— WHAT NEEDS TO BE DONE —
Locate every line in the records below that contains the string "island", and copy each of those lines. Case matters.

[Pointing entries for labeled objects]
* Start *
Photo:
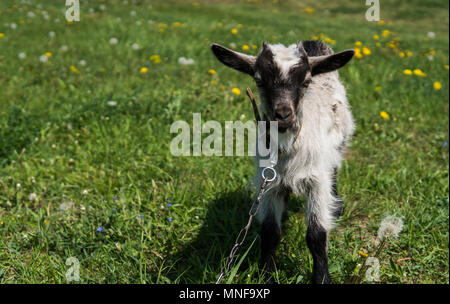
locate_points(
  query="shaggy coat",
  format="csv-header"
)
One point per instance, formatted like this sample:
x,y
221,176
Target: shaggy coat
x,y
299,88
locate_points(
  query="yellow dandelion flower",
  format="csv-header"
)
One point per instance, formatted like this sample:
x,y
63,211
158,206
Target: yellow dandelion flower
x,y
407,72
384,115
419,72
308,10
366,51
363,254
155,59
330,41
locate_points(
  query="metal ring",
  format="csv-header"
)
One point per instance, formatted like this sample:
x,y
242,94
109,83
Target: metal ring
x,y
274,174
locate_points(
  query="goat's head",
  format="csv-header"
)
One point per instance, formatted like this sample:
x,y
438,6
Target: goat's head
x,y
282,75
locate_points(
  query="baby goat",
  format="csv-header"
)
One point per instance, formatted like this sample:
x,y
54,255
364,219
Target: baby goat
x,y
300,89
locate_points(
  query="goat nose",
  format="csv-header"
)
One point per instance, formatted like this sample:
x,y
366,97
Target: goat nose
x,y
283,114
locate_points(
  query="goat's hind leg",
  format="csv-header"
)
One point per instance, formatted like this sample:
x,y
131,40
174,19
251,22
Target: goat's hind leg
x,y
320,220
270,214
339,202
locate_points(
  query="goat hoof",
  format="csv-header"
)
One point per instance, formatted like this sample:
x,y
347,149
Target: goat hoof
x,y
322,279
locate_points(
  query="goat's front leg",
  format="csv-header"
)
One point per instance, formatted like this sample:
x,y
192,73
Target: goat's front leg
x,y
270,215
321,211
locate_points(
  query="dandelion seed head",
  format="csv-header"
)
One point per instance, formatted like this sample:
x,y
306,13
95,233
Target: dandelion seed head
x,y
390,226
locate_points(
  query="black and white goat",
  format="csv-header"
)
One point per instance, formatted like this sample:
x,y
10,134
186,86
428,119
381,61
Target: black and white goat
x,y
299,88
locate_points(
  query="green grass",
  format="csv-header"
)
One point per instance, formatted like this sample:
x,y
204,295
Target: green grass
x,y
59,137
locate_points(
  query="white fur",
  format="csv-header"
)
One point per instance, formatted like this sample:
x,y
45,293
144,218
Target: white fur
x,y
306,166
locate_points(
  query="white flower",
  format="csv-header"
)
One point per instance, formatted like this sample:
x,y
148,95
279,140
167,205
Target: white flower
x,y
113,41
185,61
43,59
67,205
390,226
32,197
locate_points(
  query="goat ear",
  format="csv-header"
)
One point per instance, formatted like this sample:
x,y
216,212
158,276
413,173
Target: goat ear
x,y
238,61
328,63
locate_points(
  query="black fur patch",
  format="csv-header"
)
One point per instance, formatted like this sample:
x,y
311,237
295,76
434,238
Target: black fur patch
x,y
340,210
316,48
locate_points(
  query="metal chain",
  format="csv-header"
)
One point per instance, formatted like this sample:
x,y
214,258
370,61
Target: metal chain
x,y
244,230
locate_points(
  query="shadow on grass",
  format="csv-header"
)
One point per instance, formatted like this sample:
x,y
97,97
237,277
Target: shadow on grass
x,y
200,261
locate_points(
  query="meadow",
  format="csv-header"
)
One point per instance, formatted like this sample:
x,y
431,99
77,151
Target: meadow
x,y
85,165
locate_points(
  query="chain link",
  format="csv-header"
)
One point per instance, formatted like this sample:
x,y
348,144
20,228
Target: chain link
x,y
243,232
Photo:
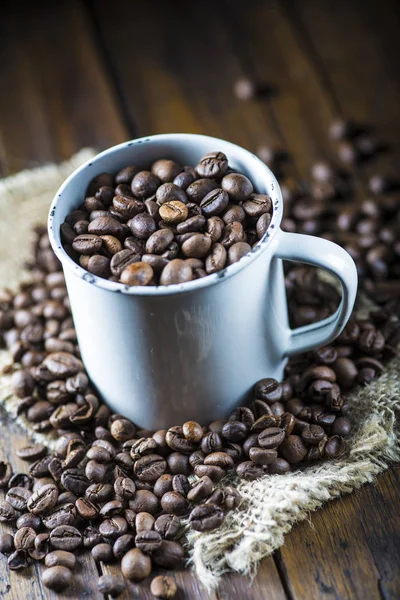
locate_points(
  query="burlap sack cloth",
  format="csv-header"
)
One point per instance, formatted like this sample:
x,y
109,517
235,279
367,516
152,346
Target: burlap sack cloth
x,y
273,503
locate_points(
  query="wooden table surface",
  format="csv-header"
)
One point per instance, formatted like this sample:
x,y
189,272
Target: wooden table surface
x,y
96,73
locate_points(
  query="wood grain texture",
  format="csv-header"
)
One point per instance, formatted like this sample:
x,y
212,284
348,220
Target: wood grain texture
x,y
55,95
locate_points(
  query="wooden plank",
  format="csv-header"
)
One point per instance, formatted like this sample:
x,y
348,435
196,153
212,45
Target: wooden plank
x,y
362,70
18,585
56,97
329,557
378,507
184,77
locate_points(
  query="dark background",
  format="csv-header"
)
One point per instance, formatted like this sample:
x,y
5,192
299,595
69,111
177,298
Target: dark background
x,y
85,73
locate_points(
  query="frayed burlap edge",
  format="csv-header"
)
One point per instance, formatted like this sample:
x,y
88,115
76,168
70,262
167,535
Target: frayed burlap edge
x,y
272,504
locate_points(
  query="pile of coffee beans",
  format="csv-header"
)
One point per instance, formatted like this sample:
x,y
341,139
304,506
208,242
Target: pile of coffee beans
x,y
124,493
166,225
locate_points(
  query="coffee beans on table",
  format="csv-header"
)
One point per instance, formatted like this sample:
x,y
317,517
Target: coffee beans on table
x,y
124,493
148,230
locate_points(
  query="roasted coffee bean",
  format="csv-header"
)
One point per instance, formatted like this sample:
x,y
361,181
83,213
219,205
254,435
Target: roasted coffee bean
x,y
5,473
213,164
172,502
168,526
29,520
177,441
75,481
123,544
66,537
60,558
102,553
170,555
18,497
163,587
113,527
24,538
271,437
262,456
206,517
234,431
176,271
110,585
43,500
148,541
17,560
313,434
211,442
99,492
57,578
293,449
144,501
6,543
135,565
213,472
163,485
249,470
150,467
200,490
335,447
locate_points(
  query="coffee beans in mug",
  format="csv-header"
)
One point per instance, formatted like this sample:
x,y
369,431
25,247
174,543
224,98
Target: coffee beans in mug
x,y
163,216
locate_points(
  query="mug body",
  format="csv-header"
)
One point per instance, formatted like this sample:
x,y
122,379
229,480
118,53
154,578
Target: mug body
x,y
164,355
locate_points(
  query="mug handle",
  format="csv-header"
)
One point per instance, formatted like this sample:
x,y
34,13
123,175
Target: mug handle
x,y
324,254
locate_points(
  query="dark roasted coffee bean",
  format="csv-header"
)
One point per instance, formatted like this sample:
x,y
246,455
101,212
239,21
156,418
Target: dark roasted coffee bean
x,y
234,431
144,501
172,502
180,484
293,449
63,514
110,585
341,427
99,492
279,467
60,558
6,543
150,467
176,271
249,470
123,544
163,485
211,442
262,456
170,555
206,517
200,490
18,497
66,537
135,565
43,500
148,541
213,472
313,434
5,473
102,552
24,538
75,481
163,587
57,578
335,447
17,560
29,520
271,437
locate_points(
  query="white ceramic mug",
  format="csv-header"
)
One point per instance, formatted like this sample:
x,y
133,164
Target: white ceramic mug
x,y
163,355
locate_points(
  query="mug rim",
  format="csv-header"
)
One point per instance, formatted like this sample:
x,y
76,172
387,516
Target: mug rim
x,y
179,288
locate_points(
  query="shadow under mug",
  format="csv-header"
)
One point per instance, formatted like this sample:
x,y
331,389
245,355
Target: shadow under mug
x,y
193,351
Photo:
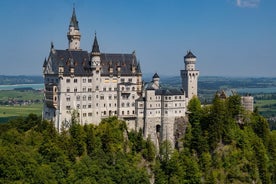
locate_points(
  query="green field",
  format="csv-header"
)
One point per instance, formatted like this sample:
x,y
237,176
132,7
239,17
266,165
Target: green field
x,y
9,110
20,95
266,107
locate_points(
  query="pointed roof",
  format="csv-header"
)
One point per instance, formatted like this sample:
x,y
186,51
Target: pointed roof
x,y
139,67
45,63
190,55
95,47
74,22
155,76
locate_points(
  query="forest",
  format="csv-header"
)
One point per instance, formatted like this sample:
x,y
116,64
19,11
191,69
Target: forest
x,y
223,143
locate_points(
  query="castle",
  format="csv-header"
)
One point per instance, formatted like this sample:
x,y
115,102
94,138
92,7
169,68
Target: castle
x,y
97,85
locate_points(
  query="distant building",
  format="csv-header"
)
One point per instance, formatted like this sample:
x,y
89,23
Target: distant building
x,y
248,102
97,85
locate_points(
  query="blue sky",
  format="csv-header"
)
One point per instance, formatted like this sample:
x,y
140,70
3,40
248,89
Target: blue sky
x,y
229,37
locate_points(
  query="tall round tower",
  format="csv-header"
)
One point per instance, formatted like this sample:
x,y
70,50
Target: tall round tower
x,y
73,34
190,75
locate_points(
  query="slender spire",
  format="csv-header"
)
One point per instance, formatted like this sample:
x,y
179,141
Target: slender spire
x,y
45,62
95,47
74,22
189,55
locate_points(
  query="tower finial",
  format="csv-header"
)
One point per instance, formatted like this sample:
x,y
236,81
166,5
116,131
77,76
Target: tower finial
x,y
95,47
74,22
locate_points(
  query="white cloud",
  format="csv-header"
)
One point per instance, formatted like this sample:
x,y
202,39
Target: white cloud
x,y
247,3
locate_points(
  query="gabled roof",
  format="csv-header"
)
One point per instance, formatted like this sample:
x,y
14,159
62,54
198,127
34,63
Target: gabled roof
x,y
189,55
80,61
168,92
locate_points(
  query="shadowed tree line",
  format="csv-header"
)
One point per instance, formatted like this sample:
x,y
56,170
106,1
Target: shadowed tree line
x,y
223,144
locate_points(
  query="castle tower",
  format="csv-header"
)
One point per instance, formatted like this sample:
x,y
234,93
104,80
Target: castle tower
x,y
190,76
95,55
73,34
156,80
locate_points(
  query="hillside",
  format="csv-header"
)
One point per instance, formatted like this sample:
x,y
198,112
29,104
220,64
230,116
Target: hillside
x,y
222,144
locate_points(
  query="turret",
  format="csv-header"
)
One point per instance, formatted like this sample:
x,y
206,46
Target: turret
x,y
95,55
190,76
156,80
73,34
190,60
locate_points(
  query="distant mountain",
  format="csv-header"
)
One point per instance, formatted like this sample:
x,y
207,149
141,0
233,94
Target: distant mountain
x,y
20,79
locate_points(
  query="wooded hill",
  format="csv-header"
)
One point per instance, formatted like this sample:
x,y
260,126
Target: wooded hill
x,y
223,144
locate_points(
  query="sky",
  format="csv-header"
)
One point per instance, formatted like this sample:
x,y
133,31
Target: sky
x,y
229,37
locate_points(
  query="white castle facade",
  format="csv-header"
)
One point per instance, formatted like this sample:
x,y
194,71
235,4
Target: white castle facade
x,y
97,85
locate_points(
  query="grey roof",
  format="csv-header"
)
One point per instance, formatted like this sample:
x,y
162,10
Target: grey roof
x,y
189,55
168,92
80,60
74,23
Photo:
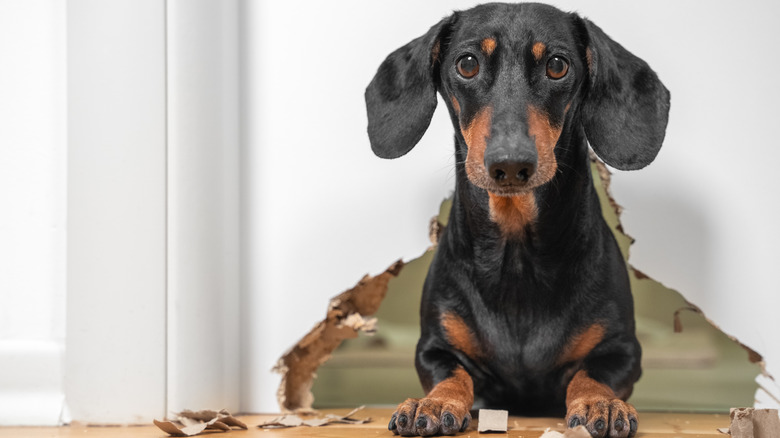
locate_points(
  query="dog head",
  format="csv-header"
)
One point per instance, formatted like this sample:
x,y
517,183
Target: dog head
x,y
514,77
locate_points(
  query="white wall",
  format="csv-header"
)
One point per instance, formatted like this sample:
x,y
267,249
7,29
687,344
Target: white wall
x,y
115,363
322,210
32,222
204,353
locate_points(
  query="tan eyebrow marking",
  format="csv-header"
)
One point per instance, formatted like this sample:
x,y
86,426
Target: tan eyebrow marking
x,y
488,46
538,50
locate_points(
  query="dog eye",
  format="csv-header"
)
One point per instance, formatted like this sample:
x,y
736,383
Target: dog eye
x,y
468,66
557,67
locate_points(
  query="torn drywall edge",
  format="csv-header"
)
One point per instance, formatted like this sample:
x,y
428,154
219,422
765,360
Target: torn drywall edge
x,y
298,366
606,178
347,314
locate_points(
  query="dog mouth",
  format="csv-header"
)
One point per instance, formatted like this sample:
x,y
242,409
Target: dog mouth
x,y
480,178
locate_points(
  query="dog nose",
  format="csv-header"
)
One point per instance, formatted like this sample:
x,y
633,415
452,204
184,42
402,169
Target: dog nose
x,y
511,172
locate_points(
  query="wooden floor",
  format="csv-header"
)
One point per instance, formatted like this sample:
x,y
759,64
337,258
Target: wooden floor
x,y
650,425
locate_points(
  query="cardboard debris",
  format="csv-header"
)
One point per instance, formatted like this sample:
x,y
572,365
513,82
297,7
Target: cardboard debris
x,y
577,432
492,420
753,423
347,314
295,421
194,423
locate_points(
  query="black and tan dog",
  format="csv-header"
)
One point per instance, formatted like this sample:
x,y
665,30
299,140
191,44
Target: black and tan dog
x,y
527,305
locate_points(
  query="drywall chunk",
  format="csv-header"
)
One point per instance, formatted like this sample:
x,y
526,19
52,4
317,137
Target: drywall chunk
x,y
345,317
766,423
491,420
294,420
577,432
754,423
192,423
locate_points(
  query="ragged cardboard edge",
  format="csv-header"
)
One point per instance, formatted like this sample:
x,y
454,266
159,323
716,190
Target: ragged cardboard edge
x,y
606,179
194,423
293,420
347,314
753,423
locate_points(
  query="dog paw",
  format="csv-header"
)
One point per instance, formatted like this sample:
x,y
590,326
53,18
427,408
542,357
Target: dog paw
x,y
429,416
603,417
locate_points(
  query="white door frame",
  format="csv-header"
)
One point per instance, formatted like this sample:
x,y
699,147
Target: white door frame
x,y
153,171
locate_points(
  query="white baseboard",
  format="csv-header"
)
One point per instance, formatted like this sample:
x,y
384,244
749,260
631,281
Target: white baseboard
x,y
31,390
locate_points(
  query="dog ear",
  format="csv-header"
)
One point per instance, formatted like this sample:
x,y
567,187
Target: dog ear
x,y
401,98
626,107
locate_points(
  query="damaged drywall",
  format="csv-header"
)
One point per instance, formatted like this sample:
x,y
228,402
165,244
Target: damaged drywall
x,y
348,314
691,355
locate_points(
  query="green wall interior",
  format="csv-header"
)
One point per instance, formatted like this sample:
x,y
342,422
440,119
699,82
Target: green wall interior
x,y
700,369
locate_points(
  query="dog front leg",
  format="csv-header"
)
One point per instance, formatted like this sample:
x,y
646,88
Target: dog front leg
x,y
443,411
594,405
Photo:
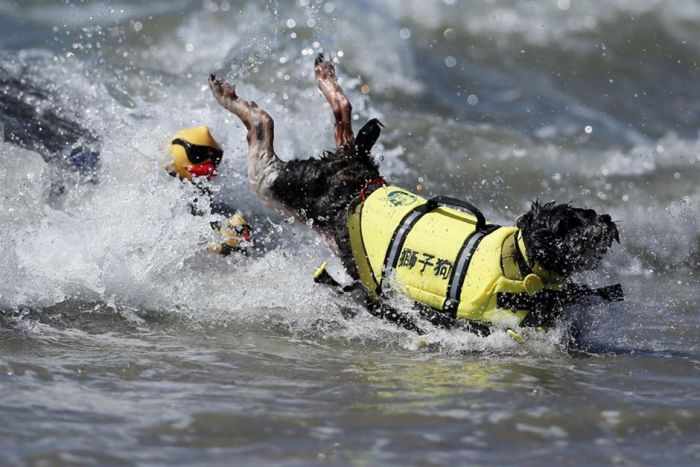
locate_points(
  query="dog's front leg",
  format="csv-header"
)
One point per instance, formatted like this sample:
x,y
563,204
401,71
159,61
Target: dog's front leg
x,y
342,110
263,163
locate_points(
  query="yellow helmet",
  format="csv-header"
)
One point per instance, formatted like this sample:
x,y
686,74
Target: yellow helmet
x,y
195,153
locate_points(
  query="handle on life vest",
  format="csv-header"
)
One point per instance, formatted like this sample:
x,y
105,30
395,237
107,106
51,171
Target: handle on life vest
x,y
454,202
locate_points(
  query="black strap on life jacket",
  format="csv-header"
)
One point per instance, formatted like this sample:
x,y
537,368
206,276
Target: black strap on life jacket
x,y
399,238
459,272
412,217
547,305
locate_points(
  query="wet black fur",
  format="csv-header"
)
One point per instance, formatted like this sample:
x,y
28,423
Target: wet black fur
x,y
321,189
561,238
564,239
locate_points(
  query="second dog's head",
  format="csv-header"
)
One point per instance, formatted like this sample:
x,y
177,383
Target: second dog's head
x,y
564,239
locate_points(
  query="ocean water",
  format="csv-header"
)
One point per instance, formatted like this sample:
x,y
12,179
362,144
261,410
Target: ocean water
x,y
123,342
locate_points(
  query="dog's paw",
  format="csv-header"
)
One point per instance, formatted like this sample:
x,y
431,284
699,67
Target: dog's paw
x,y
323,69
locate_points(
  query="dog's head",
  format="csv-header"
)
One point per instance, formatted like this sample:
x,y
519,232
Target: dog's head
x,y
564,239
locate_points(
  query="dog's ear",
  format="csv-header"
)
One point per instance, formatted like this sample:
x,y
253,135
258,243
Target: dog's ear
x,y
367,136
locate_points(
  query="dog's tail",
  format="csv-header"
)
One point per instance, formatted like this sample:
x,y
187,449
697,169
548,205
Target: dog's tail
x,y
367,136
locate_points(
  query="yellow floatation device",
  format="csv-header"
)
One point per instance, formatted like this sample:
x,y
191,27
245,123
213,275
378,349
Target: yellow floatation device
x,y
443,257
195,153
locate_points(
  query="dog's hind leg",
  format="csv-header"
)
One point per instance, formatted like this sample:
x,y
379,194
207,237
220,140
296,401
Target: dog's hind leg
x,y
263,163
342,110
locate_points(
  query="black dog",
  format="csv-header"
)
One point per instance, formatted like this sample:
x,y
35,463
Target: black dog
x,y
336,194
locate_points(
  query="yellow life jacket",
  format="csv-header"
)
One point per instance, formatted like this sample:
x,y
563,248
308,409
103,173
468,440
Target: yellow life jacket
x,y
442,257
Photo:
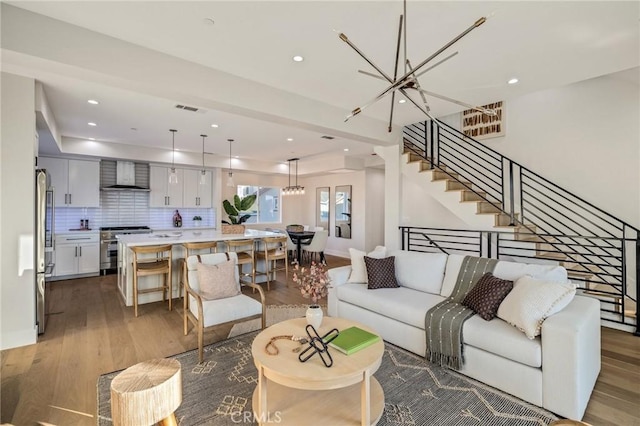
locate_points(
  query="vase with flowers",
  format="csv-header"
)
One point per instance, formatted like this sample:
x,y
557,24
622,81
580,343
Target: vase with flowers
x,y
313,283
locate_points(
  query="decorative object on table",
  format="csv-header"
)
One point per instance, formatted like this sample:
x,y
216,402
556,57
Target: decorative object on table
x,y
177,219
235,212
295,228
272,349
409,80
293,189
479,126
318,345
204,401
353,339
147,393
313,283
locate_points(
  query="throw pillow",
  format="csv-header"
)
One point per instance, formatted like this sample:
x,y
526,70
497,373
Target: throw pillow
x,y
486,295
381,272
532,301
358,269
218,281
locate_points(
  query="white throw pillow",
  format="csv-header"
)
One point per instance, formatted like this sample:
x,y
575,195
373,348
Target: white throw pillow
x,y
532,301
358,268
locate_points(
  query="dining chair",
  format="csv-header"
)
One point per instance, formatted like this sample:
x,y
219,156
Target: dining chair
x,y
272,250
317,245
203,313
145,264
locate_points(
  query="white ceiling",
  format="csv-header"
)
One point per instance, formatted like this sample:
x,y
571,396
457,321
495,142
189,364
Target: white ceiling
x,y
544,44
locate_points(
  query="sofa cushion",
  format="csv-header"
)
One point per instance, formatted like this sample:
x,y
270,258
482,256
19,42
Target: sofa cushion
x,y
499,338
486,295
358,268
420,271
381,273
403,304
514,270
532,301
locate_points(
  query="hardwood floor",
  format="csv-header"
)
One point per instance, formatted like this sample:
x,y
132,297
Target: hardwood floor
x,y
90,332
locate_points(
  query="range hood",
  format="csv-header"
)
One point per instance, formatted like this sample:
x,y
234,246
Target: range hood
x,y
124,176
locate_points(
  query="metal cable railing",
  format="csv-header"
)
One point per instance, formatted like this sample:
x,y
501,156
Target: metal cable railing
x,y
596,247
501,245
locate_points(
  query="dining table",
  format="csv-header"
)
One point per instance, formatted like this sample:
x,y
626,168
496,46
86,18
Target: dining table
x,y
299,238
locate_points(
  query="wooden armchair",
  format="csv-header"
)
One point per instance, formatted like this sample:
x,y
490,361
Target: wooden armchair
x,y
207,313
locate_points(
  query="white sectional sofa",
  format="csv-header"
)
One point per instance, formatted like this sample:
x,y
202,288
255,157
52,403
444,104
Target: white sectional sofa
x,y
556,371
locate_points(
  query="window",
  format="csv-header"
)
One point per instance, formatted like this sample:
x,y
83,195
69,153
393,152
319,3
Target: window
x,y
266,209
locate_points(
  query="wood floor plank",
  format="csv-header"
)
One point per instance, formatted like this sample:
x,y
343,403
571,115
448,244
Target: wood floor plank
x,y
91,332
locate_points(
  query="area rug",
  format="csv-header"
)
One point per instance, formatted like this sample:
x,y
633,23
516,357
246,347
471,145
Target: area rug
x,y
219,391
275,314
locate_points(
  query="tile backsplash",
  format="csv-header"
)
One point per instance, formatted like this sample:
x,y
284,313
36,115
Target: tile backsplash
x,y
126,208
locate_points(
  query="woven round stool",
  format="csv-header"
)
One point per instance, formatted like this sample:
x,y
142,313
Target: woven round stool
x,y
147,393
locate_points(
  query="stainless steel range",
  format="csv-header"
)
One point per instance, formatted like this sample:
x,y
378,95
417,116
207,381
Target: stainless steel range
x,y
109,244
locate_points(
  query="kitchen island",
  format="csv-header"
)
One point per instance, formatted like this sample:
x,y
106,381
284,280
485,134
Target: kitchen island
x,y
176,238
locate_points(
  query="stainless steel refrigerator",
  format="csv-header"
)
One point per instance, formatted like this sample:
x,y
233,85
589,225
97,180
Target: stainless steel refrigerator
x,y
44,244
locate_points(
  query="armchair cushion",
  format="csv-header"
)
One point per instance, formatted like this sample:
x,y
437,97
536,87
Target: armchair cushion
x,y
218,281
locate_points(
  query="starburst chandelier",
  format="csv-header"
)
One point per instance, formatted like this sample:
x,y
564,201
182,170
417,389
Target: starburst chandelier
x,y
409,80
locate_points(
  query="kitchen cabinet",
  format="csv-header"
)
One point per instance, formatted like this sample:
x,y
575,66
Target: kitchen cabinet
x,y
195,193
76,183
77,254
164,194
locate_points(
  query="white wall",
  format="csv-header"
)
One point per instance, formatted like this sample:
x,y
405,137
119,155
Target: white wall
x,y
584,137
17,183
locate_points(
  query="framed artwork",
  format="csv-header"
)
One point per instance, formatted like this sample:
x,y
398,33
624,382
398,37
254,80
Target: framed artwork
x,y
481,126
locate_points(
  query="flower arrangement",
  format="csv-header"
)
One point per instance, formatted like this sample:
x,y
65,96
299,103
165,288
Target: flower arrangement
x,y
313,282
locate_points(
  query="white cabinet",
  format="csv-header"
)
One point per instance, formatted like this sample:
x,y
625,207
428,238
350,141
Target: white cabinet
x,y
77,254
76,183
164,194
195,193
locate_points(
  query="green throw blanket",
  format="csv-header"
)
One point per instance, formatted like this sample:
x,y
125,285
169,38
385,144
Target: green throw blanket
x,y
443,322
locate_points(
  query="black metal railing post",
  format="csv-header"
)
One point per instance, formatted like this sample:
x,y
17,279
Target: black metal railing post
x,y
512,218
637,332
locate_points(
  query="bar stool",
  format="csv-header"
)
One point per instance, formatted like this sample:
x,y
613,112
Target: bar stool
x,y
190,248
274,249
246,256
160,264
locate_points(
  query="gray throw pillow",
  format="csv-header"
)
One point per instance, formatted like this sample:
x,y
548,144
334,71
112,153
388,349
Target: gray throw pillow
x,y
381,273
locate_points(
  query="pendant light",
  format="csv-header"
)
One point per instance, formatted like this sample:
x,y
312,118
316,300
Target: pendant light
x,y
173,176
230,178
296,189
203,172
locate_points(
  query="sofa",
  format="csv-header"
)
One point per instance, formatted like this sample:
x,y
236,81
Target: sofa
x,y
556,370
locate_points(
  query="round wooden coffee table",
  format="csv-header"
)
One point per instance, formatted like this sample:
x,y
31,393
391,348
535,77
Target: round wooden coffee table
x,y
295,393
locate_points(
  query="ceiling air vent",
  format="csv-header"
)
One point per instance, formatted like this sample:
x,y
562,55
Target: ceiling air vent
x,y
187,108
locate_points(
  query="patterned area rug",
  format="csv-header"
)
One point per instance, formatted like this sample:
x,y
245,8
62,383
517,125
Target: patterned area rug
x,y
219,391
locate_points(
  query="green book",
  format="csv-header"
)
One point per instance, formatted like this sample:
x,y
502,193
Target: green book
x,y
353,339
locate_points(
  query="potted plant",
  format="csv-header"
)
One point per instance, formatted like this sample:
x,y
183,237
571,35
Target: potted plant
x,y
313,283
236,213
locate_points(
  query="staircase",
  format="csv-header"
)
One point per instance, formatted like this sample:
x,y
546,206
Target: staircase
x,y
524,217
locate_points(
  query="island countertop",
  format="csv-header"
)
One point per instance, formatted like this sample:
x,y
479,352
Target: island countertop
x,y
188,236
* End *
— SOLUTION —
  query="kitchen island",
Target: kitchen island
  query="island countertop",
Target: island countertop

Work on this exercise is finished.